● **Problem 1**: Translate into Spanish the following sentence from the article on writing functions: "Make a function that plots the stock value time series for a given stock."

● **Article**:
☆ ☆ ☆ ☆ ☆ ☆ ☆
Functions should be short
A function should do one thing
Use understandable names of functions and arguments

Note that we use the terms “principles” here, and not rules. However, to motivate why these are good principles to strive for when writing code, consider what a function would look like if it does not adhere to the principles….it will be a complicated mess that is hard to understand, debug and use.

# We use functions all the time
plot(1:10, (1:10)^2, type = "l")

# or we get out a number:
mean(stockprices$close)

# or perhaps a numerical summary of a data set
summary(stockprices)

# Perhaps we want to make one of those ourselves. 
subtract <- function(number1, number2) {
    return(number1 - number2)
}

subtract(10, 5)
subtract(5, 10)

subtract_sqrt <- function(number1, number2) {
    sqrt(number1 - number2)
}

subtract_sqrt(10, 5)
subtract_sqrt(5, 10)

subtract_sqrt <- function(number1, number2) {
    if(number2 > number1) {
        stop("Can't take the square root of a negative number, make sure that a >= b!")
    } else {
        sqrt(number1 - number2)
    }
}

subtract_sqrt(5, 10)
subtract_sqrt(10, 5)

Exercise:

Make a function that plots the stock value time series for a given stock.

Expand for solution

library(ggplot2)
☆ ☆ ☆ ☆ ☆ ☆ ☆
● **Records for the task**:

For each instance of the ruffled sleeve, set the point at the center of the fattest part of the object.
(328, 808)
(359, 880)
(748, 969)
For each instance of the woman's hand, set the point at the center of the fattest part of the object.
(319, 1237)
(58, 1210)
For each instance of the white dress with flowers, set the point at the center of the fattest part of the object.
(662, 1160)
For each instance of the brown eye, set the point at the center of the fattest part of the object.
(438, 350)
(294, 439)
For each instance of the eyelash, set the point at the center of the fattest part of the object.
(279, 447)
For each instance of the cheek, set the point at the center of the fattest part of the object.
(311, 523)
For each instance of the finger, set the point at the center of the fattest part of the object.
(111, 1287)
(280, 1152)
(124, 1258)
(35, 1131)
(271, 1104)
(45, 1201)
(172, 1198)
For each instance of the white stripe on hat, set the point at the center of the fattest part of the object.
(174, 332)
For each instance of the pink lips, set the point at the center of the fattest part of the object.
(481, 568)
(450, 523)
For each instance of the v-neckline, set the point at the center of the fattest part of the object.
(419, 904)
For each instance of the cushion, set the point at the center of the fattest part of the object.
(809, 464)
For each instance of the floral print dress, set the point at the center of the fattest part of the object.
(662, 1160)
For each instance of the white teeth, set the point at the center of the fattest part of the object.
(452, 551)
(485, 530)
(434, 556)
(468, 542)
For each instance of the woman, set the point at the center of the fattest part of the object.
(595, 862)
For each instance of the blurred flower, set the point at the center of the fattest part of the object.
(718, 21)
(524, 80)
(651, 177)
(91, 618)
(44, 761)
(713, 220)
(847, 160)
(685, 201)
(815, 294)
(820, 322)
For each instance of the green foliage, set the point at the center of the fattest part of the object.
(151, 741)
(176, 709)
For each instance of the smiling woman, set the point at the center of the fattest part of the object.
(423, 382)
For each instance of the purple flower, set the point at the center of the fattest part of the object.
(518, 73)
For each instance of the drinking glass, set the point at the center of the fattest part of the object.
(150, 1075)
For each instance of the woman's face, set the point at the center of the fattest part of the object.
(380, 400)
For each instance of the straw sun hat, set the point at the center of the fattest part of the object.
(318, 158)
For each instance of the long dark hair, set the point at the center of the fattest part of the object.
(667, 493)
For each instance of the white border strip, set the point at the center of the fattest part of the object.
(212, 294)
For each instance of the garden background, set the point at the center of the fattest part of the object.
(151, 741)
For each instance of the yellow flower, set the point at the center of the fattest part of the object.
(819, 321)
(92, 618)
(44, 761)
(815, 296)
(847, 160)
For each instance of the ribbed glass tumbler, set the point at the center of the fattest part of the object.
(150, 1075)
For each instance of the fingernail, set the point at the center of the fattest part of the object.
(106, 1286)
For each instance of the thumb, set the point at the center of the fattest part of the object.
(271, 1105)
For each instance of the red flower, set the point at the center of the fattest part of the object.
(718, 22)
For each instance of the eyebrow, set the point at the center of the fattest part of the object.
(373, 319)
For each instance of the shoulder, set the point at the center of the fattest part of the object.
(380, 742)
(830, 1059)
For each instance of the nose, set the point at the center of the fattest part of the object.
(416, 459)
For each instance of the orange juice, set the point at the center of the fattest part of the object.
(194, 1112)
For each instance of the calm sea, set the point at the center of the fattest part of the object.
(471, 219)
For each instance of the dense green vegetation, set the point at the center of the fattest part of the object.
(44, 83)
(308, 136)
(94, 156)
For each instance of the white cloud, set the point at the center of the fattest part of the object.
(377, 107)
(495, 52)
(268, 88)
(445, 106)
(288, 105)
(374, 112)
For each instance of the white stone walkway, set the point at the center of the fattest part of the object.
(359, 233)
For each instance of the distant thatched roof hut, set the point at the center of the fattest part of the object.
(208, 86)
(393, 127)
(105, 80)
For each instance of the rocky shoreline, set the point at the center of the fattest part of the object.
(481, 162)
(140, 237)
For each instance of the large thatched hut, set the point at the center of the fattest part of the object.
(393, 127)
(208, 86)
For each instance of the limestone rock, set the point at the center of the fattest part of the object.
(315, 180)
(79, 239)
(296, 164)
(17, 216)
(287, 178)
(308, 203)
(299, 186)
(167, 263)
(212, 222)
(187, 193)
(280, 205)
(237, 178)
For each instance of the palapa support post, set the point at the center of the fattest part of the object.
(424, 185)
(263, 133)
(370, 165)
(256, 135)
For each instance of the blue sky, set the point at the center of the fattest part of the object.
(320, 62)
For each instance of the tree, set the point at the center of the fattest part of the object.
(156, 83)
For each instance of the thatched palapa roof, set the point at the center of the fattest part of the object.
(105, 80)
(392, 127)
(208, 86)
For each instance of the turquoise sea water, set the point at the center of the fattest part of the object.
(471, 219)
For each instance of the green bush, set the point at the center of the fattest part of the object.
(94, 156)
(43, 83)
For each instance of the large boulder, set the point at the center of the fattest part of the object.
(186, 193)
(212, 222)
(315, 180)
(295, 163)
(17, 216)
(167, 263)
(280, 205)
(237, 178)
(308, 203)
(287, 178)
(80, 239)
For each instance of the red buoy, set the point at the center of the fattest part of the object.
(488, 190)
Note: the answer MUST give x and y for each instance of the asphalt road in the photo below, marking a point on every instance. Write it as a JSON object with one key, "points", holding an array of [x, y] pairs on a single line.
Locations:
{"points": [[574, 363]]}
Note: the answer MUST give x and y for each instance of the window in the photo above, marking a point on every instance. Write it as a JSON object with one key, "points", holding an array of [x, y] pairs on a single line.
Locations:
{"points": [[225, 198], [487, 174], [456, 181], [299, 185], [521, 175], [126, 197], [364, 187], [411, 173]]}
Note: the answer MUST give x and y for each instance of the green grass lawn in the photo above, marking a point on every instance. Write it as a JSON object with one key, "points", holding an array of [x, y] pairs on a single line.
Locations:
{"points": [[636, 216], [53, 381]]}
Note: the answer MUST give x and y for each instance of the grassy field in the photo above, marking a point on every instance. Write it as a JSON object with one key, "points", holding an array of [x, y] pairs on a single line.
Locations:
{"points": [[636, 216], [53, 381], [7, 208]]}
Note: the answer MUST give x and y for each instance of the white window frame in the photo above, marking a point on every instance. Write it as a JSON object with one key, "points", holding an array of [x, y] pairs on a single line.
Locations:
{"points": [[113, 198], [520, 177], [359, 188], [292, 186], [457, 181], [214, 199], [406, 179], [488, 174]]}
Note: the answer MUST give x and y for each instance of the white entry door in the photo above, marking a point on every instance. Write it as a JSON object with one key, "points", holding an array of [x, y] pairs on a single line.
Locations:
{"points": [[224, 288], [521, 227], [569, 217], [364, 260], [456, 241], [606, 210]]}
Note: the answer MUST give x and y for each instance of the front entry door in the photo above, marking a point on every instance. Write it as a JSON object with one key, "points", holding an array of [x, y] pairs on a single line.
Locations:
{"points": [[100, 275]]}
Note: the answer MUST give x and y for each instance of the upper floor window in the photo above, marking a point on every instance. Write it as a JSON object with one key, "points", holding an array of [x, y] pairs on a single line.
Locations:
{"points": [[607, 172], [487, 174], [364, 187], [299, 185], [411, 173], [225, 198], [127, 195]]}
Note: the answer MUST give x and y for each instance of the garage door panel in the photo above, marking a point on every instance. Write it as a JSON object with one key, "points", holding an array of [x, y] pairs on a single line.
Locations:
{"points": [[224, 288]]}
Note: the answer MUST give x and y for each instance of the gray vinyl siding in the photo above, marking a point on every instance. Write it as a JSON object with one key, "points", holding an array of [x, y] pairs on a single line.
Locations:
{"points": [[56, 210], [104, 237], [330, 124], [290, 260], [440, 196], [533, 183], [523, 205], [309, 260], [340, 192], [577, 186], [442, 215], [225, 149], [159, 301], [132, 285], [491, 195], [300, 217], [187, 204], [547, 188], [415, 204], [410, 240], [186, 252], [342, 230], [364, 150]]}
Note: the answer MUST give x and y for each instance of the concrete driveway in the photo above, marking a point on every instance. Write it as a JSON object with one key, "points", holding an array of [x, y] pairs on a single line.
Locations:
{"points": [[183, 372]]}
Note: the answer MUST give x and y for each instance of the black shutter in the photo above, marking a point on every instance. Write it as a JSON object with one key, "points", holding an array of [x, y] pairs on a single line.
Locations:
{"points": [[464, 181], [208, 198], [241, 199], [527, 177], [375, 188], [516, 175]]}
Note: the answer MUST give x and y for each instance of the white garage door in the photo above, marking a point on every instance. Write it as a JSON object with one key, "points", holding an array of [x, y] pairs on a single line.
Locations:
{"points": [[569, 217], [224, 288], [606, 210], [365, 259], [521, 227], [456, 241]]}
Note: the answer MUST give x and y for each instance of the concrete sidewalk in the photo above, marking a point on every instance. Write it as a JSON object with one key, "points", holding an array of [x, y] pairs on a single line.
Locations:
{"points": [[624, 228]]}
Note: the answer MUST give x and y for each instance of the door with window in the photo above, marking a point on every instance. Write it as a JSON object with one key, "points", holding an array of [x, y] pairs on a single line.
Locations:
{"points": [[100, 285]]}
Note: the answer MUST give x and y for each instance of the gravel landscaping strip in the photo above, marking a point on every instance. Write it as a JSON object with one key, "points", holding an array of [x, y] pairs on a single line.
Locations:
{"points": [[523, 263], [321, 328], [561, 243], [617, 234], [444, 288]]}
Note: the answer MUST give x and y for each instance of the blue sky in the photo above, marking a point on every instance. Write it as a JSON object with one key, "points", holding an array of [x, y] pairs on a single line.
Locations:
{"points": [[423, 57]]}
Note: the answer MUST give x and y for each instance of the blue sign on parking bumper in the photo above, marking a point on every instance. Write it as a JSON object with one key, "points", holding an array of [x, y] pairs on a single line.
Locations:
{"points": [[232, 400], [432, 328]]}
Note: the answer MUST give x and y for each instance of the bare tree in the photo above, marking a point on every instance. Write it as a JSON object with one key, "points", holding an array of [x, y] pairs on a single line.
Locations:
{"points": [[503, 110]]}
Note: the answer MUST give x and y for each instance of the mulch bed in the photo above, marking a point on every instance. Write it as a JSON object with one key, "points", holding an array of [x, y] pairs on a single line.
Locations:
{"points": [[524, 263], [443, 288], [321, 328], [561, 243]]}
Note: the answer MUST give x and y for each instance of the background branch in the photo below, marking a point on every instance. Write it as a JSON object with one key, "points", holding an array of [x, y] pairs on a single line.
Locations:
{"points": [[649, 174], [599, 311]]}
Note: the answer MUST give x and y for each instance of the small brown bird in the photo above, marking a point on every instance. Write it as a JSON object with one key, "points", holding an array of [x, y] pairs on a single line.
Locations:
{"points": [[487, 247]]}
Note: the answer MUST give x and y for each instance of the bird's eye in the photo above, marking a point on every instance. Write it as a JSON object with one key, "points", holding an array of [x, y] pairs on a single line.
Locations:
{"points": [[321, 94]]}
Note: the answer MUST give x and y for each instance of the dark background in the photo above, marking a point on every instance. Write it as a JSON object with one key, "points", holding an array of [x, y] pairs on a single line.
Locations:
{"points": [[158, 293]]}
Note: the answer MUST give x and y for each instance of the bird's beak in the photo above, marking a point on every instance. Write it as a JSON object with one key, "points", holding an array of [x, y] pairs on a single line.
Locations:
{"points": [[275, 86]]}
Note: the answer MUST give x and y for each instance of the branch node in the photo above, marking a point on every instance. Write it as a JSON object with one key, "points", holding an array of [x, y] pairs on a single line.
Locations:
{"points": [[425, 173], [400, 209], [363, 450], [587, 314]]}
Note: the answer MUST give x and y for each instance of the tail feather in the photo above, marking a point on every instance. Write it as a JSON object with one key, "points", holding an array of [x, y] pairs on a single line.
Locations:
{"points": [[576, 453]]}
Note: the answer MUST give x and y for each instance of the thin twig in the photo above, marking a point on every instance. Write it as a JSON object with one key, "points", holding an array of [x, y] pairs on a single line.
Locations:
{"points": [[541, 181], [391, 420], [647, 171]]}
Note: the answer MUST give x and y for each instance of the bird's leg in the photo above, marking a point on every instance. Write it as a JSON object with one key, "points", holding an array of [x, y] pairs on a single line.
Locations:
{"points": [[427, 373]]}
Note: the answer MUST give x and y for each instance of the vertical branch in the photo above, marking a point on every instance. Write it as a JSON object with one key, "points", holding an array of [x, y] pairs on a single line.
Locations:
☆ ☆ ☆ ☆ ☆ ☆ ☆
● **Problem 2**: Rescale the rows from the line containing "the bird's leg" up to and including the final line of the rows. Repeat every line, requests included, and multiply each coordinate in the answers by 2.25, rounding to whole numbers with halves rounded up.

● **Worked solution 1**: Cree una función que grafique la serie temporal del valor de las acciones para una acción dada.

● **Worked solution 2**:
Note: the answer MUST give x and y for each instance of the bird's leg in the photo above, marking a point on every instance. Write it as a JSON object with one key, "points", holding an array of [x, y] pairs on a single line.
Locations:
{"points": [[961, 839]]}
Note: the answer MUST give x and y for each instance of the vertical branch in the photo above, marking a point on every instance. Write it as a JSON object with one key, "points", holding an array of [x, y] pairs on a single line.
Locations:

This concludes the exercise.